- _TEXT BLOCK_:

10 Myths About the UK Film and TV Tax Credit – And Why They're Not True
It is no secret that the UK is experiencing an unprecedented production boom. Fueled by the rise of streaming and global demand for fresh content, the UK is seeing record levels of inward investment in film and TV production.
As well as world-class crew and infrastructure, the UK’s position as a global production hub stems from its generous tax incentives. And yet, misconceptions remain as to how the UK tax credit works, and who it applies to.
Here, Joseph Chianese, SVP & Production Incentives Practice Leader at Entertainment Partners, and Lloyd Gunton, Director of Creative Sector Tax Reliefs at FLB Accountants (an Entertainment Partners company), break down 10 common myths about the UK film and TV tax credit.
Myth #1: Only London productions qualify
There is no denying that London is the production capital of the UK. However, the surrounding nations and regions are emerging as competitive production hubs, with world-class studios and stage space designed to soak up the capital’s overspill.
The devolved administrations have all shot to fame by being home to major high-end television (HETV) productions in recent years, like Game of Thrones (Northern Ireland), Outlander (Scotland) and Sex Education (Wales), to name a few. In England, smaller regional production hubs have also emerged, predominantly in Liverpool, Leeds, Manchester and Bristol.
While crewing up in these smaller regions used to be a challenge, organizations like The Production Guild of Great Britain and ScreenSkills have done an incredible job of building and nurturing crew bases outside London to support the boom. And local governments and organizations are doing their best to attract productions, with regional incentives which can be applied for, in addition to the UK tax credit, to increase the overall level of soft money available.

- _EXERCISE REQUIREMENTS_: Repeat the article on the UK film and TV tax credit from "As well as world-class" up to and including "the capital’s overspill.", replacing "misconceptions" with "misunderstandings".

- _DATASET CONTENT_:
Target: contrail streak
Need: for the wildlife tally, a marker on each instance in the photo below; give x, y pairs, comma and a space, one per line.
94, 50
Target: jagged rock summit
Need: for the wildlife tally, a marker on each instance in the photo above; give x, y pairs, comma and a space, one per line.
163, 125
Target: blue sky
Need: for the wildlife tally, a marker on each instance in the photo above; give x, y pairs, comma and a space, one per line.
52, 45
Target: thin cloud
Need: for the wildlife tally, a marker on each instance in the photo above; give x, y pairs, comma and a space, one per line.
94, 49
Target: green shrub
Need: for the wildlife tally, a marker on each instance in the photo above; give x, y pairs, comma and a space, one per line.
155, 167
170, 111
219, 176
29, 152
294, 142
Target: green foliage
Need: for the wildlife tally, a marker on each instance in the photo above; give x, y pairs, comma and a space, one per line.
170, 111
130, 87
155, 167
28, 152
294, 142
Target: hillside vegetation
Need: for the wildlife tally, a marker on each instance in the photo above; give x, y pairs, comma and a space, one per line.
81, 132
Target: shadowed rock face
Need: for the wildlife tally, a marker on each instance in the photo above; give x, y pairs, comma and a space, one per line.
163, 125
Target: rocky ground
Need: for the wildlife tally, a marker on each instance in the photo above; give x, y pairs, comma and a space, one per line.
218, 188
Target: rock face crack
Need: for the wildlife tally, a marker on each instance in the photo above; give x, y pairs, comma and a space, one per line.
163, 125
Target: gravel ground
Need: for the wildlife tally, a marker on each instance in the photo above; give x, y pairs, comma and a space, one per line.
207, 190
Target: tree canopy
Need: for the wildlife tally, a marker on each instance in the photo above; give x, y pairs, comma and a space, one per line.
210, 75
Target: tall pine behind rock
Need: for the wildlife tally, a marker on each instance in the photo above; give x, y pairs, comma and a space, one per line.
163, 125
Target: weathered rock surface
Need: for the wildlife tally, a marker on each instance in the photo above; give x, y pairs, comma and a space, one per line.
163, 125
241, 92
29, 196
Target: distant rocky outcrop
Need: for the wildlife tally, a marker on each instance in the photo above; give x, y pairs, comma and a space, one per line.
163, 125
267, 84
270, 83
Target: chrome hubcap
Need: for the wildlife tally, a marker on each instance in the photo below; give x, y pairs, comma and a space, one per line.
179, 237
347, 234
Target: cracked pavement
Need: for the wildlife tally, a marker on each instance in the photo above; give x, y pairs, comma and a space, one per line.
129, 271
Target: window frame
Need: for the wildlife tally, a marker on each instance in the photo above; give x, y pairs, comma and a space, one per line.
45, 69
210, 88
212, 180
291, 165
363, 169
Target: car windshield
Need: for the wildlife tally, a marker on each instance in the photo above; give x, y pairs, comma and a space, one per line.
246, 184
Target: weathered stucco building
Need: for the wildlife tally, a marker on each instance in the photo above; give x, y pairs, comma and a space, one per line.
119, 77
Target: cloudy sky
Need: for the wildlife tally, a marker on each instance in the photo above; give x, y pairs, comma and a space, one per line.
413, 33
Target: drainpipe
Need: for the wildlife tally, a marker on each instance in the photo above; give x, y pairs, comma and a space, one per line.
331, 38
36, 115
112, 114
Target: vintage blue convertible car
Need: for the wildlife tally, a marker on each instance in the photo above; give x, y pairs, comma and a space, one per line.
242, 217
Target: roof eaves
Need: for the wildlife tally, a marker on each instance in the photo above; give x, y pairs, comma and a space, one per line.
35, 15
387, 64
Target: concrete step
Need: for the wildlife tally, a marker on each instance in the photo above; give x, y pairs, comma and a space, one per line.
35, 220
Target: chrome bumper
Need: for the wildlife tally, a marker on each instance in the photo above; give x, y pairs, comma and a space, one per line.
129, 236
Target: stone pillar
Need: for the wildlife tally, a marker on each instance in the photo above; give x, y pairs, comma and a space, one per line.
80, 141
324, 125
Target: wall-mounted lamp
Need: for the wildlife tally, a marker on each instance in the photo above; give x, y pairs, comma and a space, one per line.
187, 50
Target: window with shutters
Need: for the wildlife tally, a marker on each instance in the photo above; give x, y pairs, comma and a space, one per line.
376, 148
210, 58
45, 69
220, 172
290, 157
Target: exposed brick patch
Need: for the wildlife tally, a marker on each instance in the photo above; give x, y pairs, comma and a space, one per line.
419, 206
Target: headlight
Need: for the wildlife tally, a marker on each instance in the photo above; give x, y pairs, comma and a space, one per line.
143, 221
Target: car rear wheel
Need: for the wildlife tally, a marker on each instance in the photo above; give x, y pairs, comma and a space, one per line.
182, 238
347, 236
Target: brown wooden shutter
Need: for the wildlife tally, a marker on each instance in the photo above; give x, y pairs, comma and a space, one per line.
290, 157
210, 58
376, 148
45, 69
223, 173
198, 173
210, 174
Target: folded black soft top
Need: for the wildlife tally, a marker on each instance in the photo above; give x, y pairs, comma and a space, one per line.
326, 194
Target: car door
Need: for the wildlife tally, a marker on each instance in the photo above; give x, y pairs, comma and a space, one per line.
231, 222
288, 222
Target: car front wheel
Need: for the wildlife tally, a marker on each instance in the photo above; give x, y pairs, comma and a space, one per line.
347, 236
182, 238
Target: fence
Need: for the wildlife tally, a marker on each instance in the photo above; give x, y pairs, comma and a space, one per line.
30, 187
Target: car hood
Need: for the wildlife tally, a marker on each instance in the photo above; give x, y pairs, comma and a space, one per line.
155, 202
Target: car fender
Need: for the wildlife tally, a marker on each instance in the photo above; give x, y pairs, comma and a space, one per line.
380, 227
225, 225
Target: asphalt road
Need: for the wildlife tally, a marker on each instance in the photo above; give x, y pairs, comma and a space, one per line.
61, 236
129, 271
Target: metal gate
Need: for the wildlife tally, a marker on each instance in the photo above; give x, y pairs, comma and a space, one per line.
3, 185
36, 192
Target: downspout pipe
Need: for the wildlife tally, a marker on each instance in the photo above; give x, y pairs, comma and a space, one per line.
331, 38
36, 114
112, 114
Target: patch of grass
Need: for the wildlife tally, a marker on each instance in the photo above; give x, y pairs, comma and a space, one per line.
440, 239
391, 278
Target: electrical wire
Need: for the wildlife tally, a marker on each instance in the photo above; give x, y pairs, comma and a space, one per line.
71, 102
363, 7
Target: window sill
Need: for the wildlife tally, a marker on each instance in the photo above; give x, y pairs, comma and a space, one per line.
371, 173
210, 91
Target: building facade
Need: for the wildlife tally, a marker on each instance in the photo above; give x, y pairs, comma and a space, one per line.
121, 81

- _RESULT_:
As well as world-class crew and infrastructure, the UK’s position as a global production hub stems from its generous tax incentives. And yet, misunderstandings remain as to how the UK tax credit works, and who it applies to.
Here, Joseph Chianese, SVP & Production Incentives Practice Leader at Entertainment Partners, and Lloyd Gunton, Director of Creative Sector Tax Reliefs at FLB Accountants (an Entertainment Partners company), break down 10 common myths about the UK film and TV tax credit.
Myth #1: Only London productions qualify
There is no denying that London is the production capital of the UK. However, the surrounding nations and regions are emerging as competitive production hubs, with world-class studios and stage space designed to soak up the capital’s overspill.